---------- Information ----------

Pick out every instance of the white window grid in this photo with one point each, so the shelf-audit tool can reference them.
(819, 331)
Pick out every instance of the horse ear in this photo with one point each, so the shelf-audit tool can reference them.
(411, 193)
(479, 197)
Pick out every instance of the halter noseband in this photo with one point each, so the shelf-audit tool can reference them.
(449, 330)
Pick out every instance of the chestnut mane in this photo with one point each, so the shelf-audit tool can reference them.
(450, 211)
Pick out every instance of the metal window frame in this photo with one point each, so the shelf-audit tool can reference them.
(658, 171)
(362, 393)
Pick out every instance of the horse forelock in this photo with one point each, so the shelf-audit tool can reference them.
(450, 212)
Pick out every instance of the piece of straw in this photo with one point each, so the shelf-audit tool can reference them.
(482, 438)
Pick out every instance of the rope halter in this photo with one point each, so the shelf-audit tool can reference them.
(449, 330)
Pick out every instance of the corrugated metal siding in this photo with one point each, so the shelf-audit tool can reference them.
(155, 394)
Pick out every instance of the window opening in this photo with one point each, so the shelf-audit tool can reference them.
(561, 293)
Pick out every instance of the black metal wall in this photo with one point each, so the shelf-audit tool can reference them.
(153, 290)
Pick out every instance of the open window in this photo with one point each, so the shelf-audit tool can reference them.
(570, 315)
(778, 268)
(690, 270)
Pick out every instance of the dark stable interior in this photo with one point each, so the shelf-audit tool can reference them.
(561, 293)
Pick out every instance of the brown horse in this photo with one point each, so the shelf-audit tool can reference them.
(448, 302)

----------

- **Required action**: Write every line of the material above again, exactly.

- **Reply to the exercise**:
Pick out every instance of the white window grid in this photo with one point each, so the shelf-audit tool can reference them.
(819, 331)
Pick out every instance of the horse ear in this photo with one point each, so the shelf-audit tool can reference them.
(411, 193)
(479, 197)
Pick out every instance of the halter noseband in this photo with one point each, so the shelf-audit tool can reference them.
(449, 330)
Pick out every instance of the chestnut mane in this photo with one point each, so the shelf-audit tool can reference them.
(450, 211)
Pick out every instance of the metal window frame in this photo with one point each, so the shelf-audit tool can reference them.
(658, 171)
(362, 393)
Pick out every instance of the horse forelock in this photo with one point each, so the shelf-audit tool can reference them.
(450, 212)
Pick out every instance of the piece of straw in this photo with one point each, so the shelf-audit tool can reference them.
(482, 438)
Pick out every instance of the rope halter in this photo with one point each, so the shelf-audit tool can reference them.
(449, 330)
Pick out every instance of the corrugated metal siding in this photo with one point each, so the shelf-audit tool can reference them.
(155, 394)
Pick out every instance of the window opening in this photo with one point each, so the shelf-audit tool can reference them.
(561, 293)
Pick out every instance of the black metal wall in this photo with one point each, so the shelf-audit tool can reference them.
(153, 290)
Pick out every instance of the open window in this photo with one point each, so the shelf-audit tool can reference them.
(570, 315)
(778, 268)
(690, 270)
Pick out every instance of the dark stable interior in this photo with one point each, so the shelf-audit tool can reference them.
(561, 293)
Pick out every instance of the brown horse in this photo with one point each, so the shelf-audit tool can reference them.
(448, 302)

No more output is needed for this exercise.